*問題*.
1. 上海近郊の灌漑排水についての文章から、「上海の共産党地区委員会と人民」から「での大発展がなしとげられた。」までの部分を、両端を含めて一字一句そのまま書き写せ。
2. 上海近郊の灌漑排水についての文章をもとに、次の問いに答えよ。
(a) 上海近郊農村の農業近代化のカギは何にあるとみなされたか。
(b) 上海近郊と上海デルタ地帯の主要な農作物は何か。
(c) 農村人民公社が成立したのは何年か。

──────── 原文

上海の共産党地区委員会と人民政府の指導者たちは、この情勢をありのままに検討して、上海近郊農村の農業近代化のカギは電力灌漑排水機構の建設にあるとみなした。灌漑と排水は、上海近郊と上海デルタ地帯の主要な農作物である水稲の生長にとって不可缺なものであるばかりでなく、すべての農作物にとっても非常に重要である。このことは反動政府の支配下では、ごく僅かの農民にしかできないことだった。共産党と人民政府の指導のもとに、計画的に農民の土地、労働力とその他の資源を協同化することによってはじめてこの方面での大発展がなしとげられた。

第三段階

一九五八年に入ると、農村人民公社が成立した。このとき灌漑排水機構の建設は第三の目ざましい段階に入った。もとの協同組合を合併してできあがった人民公社は多くの人力、物力、財力をもつ大きな組織体として、従来の協同組合ではできなかった大規模の技術的改善を統一した計画のもとでおこなうことができるようになった。

────────────────
──────── 表示された記録

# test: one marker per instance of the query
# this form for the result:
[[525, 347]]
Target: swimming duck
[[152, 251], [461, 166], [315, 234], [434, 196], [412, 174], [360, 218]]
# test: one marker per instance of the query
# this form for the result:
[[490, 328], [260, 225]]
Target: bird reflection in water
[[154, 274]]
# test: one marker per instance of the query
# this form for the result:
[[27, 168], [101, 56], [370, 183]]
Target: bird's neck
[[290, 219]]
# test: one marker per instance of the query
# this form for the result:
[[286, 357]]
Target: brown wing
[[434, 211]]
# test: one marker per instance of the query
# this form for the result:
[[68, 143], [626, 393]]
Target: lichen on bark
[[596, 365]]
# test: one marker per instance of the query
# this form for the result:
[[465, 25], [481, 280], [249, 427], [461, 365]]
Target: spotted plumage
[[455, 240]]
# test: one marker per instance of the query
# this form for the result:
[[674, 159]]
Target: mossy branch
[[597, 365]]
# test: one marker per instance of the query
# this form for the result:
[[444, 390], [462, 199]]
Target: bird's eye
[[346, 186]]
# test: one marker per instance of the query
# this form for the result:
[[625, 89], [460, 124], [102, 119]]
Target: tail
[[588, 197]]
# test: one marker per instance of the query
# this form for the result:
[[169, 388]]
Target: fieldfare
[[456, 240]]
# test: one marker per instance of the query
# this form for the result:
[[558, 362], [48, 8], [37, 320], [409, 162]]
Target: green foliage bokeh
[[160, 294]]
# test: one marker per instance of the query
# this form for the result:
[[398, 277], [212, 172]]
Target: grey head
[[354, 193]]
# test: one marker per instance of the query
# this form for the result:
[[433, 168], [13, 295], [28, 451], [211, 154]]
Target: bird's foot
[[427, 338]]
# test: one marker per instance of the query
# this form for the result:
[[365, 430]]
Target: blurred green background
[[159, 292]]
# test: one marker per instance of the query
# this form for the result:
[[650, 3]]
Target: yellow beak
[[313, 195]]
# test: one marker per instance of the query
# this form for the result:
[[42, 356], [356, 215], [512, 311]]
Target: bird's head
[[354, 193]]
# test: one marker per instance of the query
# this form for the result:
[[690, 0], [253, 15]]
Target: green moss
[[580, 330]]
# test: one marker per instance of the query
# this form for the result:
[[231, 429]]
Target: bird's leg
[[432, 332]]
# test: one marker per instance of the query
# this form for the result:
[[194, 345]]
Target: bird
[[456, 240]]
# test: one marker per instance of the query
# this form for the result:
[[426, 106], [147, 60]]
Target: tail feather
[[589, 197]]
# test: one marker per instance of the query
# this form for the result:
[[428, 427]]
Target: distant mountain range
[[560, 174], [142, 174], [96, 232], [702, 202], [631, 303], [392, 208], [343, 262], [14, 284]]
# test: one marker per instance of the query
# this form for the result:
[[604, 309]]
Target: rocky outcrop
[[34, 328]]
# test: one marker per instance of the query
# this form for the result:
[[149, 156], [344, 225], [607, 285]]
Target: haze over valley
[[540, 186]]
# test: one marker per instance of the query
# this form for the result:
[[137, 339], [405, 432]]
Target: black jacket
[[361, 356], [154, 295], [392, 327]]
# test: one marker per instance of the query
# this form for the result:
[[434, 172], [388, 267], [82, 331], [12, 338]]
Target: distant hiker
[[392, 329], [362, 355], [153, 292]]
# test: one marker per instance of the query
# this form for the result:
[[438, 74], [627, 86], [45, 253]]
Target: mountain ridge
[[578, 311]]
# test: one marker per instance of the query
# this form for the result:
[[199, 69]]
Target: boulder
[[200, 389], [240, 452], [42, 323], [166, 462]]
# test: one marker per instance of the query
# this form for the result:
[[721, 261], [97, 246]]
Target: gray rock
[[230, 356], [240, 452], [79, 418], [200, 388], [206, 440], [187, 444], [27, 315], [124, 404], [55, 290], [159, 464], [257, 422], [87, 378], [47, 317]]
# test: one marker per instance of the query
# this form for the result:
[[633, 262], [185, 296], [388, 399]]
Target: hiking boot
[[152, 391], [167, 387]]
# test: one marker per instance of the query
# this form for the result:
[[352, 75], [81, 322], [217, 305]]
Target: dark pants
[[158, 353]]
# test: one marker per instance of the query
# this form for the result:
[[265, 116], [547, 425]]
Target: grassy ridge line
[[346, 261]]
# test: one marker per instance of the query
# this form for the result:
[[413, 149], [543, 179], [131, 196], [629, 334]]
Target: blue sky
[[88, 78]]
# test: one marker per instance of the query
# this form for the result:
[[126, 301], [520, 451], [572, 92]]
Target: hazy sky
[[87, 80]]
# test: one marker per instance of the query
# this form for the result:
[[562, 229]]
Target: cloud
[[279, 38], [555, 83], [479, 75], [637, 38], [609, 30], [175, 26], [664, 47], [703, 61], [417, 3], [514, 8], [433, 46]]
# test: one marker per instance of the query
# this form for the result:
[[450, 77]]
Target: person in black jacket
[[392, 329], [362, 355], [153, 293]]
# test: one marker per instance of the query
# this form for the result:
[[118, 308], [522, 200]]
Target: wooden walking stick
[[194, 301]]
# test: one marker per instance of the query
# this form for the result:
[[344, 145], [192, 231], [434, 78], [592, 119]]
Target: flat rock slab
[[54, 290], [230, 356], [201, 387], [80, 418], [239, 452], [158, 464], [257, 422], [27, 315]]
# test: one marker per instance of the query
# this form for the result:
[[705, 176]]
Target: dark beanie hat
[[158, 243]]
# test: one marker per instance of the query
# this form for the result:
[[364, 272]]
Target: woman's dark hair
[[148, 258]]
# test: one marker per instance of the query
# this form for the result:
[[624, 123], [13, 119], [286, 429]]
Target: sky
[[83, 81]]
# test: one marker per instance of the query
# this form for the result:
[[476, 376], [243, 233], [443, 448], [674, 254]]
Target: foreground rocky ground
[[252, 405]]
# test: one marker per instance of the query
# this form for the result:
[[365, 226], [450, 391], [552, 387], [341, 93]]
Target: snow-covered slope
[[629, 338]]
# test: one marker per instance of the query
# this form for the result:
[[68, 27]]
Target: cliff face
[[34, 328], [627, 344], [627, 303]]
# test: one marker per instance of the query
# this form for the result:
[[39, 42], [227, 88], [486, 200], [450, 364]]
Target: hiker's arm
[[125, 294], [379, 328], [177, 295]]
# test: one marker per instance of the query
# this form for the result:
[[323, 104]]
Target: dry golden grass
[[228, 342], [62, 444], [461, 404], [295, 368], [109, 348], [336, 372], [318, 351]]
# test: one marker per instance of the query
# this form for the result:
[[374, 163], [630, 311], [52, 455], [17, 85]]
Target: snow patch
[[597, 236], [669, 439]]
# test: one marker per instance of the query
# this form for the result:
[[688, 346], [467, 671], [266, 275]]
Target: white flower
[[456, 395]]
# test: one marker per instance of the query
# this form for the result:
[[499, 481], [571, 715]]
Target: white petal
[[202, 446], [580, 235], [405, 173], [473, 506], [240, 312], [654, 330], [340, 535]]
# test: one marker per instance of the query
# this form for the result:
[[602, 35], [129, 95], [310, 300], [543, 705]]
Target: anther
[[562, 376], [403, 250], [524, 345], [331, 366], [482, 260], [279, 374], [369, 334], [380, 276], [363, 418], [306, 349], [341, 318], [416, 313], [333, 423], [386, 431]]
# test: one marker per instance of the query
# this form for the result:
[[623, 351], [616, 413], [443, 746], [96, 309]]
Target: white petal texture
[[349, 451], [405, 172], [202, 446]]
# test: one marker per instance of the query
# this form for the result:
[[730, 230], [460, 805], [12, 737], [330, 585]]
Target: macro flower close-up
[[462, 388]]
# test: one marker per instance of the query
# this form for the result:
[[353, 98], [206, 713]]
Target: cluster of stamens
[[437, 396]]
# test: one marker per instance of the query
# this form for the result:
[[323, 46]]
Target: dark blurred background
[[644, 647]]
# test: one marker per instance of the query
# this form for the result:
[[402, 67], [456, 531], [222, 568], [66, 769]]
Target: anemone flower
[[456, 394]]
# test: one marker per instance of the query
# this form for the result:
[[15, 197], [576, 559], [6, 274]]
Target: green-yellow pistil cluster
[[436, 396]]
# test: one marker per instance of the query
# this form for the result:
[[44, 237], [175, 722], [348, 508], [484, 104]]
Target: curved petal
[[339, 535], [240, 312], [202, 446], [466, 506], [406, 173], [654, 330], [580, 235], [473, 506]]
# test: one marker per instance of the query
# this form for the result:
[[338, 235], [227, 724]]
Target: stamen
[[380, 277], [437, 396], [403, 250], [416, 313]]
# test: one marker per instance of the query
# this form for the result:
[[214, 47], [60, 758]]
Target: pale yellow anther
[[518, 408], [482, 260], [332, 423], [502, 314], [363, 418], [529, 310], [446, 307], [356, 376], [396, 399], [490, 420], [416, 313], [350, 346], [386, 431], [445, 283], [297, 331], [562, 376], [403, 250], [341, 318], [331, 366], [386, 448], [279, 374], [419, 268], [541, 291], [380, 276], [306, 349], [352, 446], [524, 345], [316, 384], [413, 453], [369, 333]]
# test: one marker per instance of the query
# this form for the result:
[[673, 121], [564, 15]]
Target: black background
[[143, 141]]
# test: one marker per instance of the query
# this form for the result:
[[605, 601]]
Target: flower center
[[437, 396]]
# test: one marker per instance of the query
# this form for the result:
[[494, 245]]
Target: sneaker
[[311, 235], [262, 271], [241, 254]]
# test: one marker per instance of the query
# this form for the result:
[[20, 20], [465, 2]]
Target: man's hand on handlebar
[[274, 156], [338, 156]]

────────────────

*解答一覧*.
1.
上海の共産党地区委員会と人民政府の指導者たちは、この情勢をありのままに検討して、上海近郊農村の農業近代化のカギは電力灌漑排水機構の建設にあるとみなした。灌漑と排水は、上海近郊と上海デルタ地帯の主要な農作物である水稲の生長にとって不可缺なものであるばかりでなく、すべての農作物にとっても非常に重要である。このことは反動政府の支配下では、ごく僅かの農民にしかできないことだった。共産党と人民政府の指導のもとに、計画的に農民の土地、労働力とその他の資源を協同化することによってはじめてこの方面での大発展がなしとげられた。

2.
(a) 電力灌漑排水機構の建設
(b) 水稲
(c) 一九五八年